#### Task:
Set down each record exactly as written.

begin

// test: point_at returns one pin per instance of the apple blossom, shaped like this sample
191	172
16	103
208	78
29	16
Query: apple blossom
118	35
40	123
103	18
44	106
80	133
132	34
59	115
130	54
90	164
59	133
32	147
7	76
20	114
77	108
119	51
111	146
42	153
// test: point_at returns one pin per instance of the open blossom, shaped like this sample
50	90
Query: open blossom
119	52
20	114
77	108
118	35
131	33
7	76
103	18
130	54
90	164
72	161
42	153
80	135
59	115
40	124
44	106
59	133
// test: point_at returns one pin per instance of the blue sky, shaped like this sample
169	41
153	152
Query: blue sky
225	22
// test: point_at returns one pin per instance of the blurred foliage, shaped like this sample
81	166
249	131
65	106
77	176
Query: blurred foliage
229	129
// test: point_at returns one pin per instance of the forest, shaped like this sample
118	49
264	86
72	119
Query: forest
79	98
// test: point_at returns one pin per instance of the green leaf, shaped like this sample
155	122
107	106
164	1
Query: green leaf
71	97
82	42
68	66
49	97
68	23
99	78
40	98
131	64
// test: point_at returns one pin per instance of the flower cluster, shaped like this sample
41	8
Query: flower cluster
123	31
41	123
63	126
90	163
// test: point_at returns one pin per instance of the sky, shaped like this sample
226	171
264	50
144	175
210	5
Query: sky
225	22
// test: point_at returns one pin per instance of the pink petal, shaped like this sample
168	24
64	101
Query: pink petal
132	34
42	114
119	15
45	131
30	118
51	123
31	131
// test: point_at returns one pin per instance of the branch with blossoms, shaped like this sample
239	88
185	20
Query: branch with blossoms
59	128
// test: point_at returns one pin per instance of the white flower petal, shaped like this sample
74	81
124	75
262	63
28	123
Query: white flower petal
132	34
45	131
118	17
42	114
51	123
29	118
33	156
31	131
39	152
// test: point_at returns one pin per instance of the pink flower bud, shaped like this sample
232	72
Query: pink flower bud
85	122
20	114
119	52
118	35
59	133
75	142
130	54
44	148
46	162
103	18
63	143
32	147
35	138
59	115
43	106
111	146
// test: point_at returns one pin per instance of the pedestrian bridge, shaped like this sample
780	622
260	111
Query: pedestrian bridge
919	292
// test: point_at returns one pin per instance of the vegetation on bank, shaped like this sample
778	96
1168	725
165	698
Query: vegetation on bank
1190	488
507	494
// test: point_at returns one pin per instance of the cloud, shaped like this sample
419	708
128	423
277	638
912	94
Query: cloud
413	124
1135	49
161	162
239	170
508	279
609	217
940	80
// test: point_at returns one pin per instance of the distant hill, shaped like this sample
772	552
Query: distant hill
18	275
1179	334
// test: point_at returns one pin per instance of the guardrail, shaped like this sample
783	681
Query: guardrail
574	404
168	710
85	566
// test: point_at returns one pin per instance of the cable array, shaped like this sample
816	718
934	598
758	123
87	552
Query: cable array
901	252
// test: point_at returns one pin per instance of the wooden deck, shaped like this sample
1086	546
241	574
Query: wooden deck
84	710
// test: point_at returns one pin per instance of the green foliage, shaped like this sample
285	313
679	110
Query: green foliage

end

#### Exercise solution:
// test: point_at returns one pin per instance of the apple blossom, shaped like this sample
191	172
16	103
208	78
29	16
Query: apple blossom
118	35
40	123
103	18
44	106
80	133
132	34
59	115
130	54
90	164
59	133
32	147
7	76
20	114
77	108
119	51
111	146
42	153
// test: point_at returns one pin per instance of the open blossom, shaped like this sample
50	90
Query: open blossom
119	52
20	114
77	108
118	35
131	33
7	76
103	18
130	54
90	164
72	161
42	153
80	135
59	115
40	124
44	106
59	133
// test: point_at returns one pin per instance of the blue sky, shaped like this sample
169	41
153	152
Query: blue sky
225	22
// test: point_at returns one pin per instance of the blurred foliage, shaped like this sample
81	166
249	131
65	106
77	176
Query: blurred foliage
229	129
// test: point_at returns one pin per instance of the forest, shaped like this sample
118	49
264	86
72	119
Query: forest
79	98
// test: point_at returns one pin per instance of the green leaf, shaped like this sample
155	122
107	106
164	1
Query: green leaf
71	97
82	42
68	66
49	97
68	23
99	78
40	98
131	64
// test: point_at returns one pin per instance of the flower cluster, shaped like this sample
41	8
Query: flower cluster
123	31
41	123
63	126
90	163
// test: point_at returns one pin per instance of the sky, shaped like this sample
226	171
264	50
144	175
210	5
Query: sky
225	22
// test: point_at returns one pin per instance of the pink petal, shaped like this sample
168	24
64	101
Query: pink petal
132	34
42	114
119	15
45	131
30	118
51	123
31	131
// test: point_at returns one pin per instance of the branch with blossoms, shaped like this sample
239	88
185	20
Query: branch with blossoms
59	128
// test: point_at returns one pin per instance of the white flower petal, shaped like this sample
74	81
124	75
262	63
28	123
Query: white flower petal
132	34
45	131
118	17
42	114
51	123
29	118
33	156
31	131
39	152
// test: point_at returns one pin per instance of the pink flower bud, shaped like this sample
232	72
Query: pink flower bud
85	122
20	114
119	52
118	35
59	133
75	142
130	54
44	148
46	162
103	18
63	143
32	147
35	138
59	115
43	106
111	146
// test: point_at returns one pin per instance of the pedestrian bridge, shaped like this sample
780	622
260	111
Query: pedestrian bridge
919	292
// test: point_at returns one pin per instance of the vegetation on bank, shaped like this sample
778	96
1168	725
165	698
Query: vegetation on bank
1190	488
507	494
// test: point_at returns one pin per instance of the cloud, shaped like this sample
419	708
128	423
277	638
912	94
Query: cloud
413	124
1135	49
161	162
239	170
508	279
609	217
940	80
// test: point_at returns one pin per instance of the distant hill, shaped like this sample
772	552
Query: distant hill
18	275
1179	334
// test: point_at returns one pin per instance of the guardrail, shaped like this sample
783	681
Query: guardrail
574	404
168	710
85	566
// test: point_at returns one pin per instance of the cable array, shaped like this sample
816	718
934	598
758	123
87	552
Query: cable array
901	252
// test: point_at returns one pin per instance of the wooden deck, shaped like this sample
1086	546
241	574
Query: wooden deck
84	710
// test: point_at returns one pin per instance of the green foliage, shaped like this sample
285	313
679	110
Query: green foliage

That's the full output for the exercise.